▶ TASK SET
1: Update the hockey article from "RENNEY SEEMED TO" through "Oilers on Thursday.", replacing "proverbial" with "familiar".
2: According to the hockey article, which first-round picks had Renney begun to develop in Edmonton?
3: Please continue the hockey article from the point where it stops.

▶ TEXT PASSAGE
Rupp and Callahan said the Rangers benefitted from having a day off to refocus and refresh, especially when they’re at their best when they’re forechecking strong.
“We’ve responded well when we’ve gotten the two days off,” Rupp said. “You get time to get your mind away from the game for part of the day, but you also start refocusing for the next (game).”
Callahan said, “It was good to get away from the game a little bit (Thursday), just to clear your head and refocus on what needs to be done. Then it’s nice to come back in here after a day off refreshed and ready to work. And I thought today was a good work day.”
RENNEY SEEMED TO GET SHORTCHANGED IN EDMONTON
Former Rangers coach Tom Renney appeared to get the proverbial short end of the stick when he was fired as coach of the Edmonton Oilers on Thursday.
Renney was handed the NHL’s youngest team and had begun to develop the likes of first-round picks Ryan Nugent-Hopkins, Taylor Hall and Jordan Eberle when he was unceremoniously shown the door by the Oilers.
And Renney’s removal was met with criticism in many quarters, including John MacKinnon of EdmontonJournal.com, who wrote: “In the end, by all indications, Renney was fired as head coach of the Edmonton Oilers on Thursday because he wasn’t Brent Sutter or some other head-coach-in-waiting. He wasn’t dismissed for anything he did — or didn’t do — with a young, gifted but incomplete roster that still needs time and the infusion of much more talent to be a consistent winner. No one controls time, of course, and the GM — not the head coach — stocks the team with talent. Presumably, with this dismissal of Renney, the long-awaited official announcement of a contract extension for Oilers GM Steve Tambellini has just been delivered. How inspirational. And now, the Oilers are apparently moving to install the coach they believe can best oversee the next stage of the club’s development, which is their prerogative. Having chosen to go that route, presumably the next man will be bad cop to Renney’s good cop, setting a higher bar for defensive-zone diligence by the young stars, not to mention all-around consistency from some under-achieving veterans.”

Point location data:
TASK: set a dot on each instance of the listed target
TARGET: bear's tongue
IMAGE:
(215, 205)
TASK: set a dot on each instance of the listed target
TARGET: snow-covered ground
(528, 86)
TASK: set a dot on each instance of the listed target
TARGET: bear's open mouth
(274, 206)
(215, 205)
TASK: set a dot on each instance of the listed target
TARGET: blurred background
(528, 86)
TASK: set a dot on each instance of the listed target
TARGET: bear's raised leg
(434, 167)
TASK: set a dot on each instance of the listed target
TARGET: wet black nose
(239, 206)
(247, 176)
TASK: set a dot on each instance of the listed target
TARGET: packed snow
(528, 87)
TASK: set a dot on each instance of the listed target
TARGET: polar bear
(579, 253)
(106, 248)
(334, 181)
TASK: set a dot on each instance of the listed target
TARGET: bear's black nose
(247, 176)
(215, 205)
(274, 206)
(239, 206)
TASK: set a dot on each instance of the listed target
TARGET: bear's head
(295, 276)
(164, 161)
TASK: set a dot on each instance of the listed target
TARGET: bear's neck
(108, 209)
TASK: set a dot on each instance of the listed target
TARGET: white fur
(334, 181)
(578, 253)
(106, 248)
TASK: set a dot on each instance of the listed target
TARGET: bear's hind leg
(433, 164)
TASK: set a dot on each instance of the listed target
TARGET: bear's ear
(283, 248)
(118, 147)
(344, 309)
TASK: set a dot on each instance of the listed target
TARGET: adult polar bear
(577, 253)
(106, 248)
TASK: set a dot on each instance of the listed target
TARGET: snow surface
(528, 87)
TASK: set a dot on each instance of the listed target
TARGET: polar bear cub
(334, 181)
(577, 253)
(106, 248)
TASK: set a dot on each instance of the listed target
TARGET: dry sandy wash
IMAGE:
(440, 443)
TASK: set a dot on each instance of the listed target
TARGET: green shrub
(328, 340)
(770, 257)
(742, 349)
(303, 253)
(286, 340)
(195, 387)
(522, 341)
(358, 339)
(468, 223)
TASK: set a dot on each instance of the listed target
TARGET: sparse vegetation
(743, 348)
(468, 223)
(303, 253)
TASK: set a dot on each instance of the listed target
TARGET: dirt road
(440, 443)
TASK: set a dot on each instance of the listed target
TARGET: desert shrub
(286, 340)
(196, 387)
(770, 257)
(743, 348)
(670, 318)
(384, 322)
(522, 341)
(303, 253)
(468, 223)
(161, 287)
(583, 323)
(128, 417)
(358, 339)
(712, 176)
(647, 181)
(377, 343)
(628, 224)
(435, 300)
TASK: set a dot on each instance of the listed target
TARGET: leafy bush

▶ ANSWERS BY ITEM
1:
RENNEY SEEMED TO GET SHORTCHANGED IN EDMONTON
Former Rangers coach Tom Renney appeared to get the familiar short end of the stick when he was fired as coach of the Edmonton Oilers on Thursday.

2: Ryan Nugent-Hopkins, Taylor Hall and Jordan Eberle.

3:
Dave Staples, who writes on the Cult of Hockey website, said, “My bottom line on Renney? He earned a new deal. He made a few big miscalculations, but much more was going right than wrong under his direction.”
So lack of performance, not coaching, was considered the major reason the Oilers finished with the NHL’s second-worst record but had seven more wins. Renney, who was partly responsible for drafting and developing many of the top young players now on the Rangers, was credited with the advancement of Nugent-Hopkins, Hall and Eberle, giving goalie Devan Dubnyk a legitimate shot and improving the power play and penalty killing. While veteran Nikolai Khabibulin’s game fell apart after Christmas – 1-13-4 with an .881 save percentage after an 11-8-3, .932 start – Dubnyk went from 4-8-0, .903 to 16-11-3, .919.
Still, Renney, a good coach and even better person, wasn’t afforded the courtesies of predecessors Pat Quinn and Craig MacTavish, who had an eight-year run before his relationship with a downward spinning team soured so severely that both he and the players badly needed a separation. And Renney had gutted out a painful season after he badly injured his leg in a fall last summer, with knee replacement surgery on the horizon. He also battled through post-concussion symptoms he suffered after taking a puck in the head during a morning skate in Detroit.
Physical courage doesn’t assure a job, but it’s apparent that Renney was treated rather shabbily, which can be the unkindest cut of all.